Document section>
---------------

NOTE: There is a typo in the images. The white bars (Combo) are really an
average between Goertzel, AMDF and ADSF

Voice singnals:
http://photos11.flickr.com/15818874_ad192fb4d1_o.jpg
http://photos14.flickr.com/15818868_3b02a21d49_o.jpg

Synthetic 880hz:
http://photos10.flickr.com/15822663_b9806d9f34_o.jpg
Synthetic 440hz:
http://photos14.flickr.com/15822677_1371e8438c_o.jpg

The waveform (after Blackman-Harris) are displayed in silver below the
magnitudes.
The Blue Line marks the treshold.

I tried the AMDF/ADSF and Autocorrelation without Blackman-Harris, and got
massive Phase-issues. Resulting in "waves flowing over my result bins".
Very visible on frequencies where phase only shifted slightly from buffer
to buffer.

So again: Robert B-J was completely right in what he said about the
Windows for these Algorithms.

Here is my master function calculating the magnitudes. It's in
Pascal/Delphi, and I would welcome any comments.

sf := power(2,1/12);
len := BufLength;
for toneIndex := 1 to NumTones-1 do  // Iterate all the tones
begin
  // Calc frequency for this tone
  Frequency := round(110*power(sf,toneIndex)); 

  tau := Round(0.5*(Samplerate)/Frequency);
  ACmag := 0;  // AutoCorrelation
  dmag := 0;   // AMDF
  smag := 0;   // ADSF

  coeff := 2*cos(2*pi*frequency/samplerate);  //For Goertzel

  skn:=0;
  skn1:=0;
  skn2:=0;

  for i := 0 to len-1 do
  begin
    Val :=Buffer[i];
    if (i+tau<len) then  // Ooops, Hints on handling this are welcome :)

---------------

Instruction> Write out the stretch of the pitch-detection post above from "The waveform (after" through "welcome any comments.".

Material provided>
---------------

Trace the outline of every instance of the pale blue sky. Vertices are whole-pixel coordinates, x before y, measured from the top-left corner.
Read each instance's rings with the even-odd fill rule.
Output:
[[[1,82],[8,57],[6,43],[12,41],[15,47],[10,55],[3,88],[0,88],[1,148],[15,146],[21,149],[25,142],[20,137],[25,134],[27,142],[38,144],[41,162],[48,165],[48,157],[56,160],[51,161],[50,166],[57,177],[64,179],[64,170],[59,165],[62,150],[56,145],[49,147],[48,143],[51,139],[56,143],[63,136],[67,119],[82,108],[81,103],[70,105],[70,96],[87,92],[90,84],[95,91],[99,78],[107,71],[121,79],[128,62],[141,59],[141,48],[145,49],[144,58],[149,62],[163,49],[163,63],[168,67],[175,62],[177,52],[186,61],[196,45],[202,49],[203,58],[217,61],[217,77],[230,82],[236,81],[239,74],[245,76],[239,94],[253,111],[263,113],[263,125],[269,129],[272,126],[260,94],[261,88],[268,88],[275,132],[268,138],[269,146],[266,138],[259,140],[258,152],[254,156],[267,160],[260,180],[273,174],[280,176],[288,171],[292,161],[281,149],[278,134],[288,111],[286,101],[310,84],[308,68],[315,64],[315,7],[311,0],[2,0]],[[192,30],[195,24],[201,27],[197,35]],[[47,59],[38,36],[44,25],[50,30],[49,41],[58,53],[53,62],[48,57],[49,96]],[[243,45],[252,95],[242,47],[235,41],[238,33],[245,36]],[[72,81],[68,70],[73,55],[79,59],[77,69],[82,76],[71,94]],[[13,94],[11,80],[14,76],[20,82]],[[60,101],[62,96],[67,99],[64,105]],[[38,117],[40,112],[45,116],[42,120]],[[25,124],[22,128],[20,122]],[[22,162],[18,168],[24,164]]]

---------------

Answer for this exercise>
The waveform (after Blackman-Harris) are displayed in silver below the
magnitudes.
The Blue Line marks the treshold.

I tried the AMDF/ADSF and Autocorrelation without Blackman-Harris, and got
massive Phase-issues. Resulting in "waves flowing over my result bins".
Very visible on frequencies where phase only shifted slightly from buffer
to buffer.

So again: Robert B-J was completely right in what he said about the
Windows for these Algorithms.

Here is my master function calculating the magnitudes. It's in
Pascal/Delphi, and I would welcome any comments.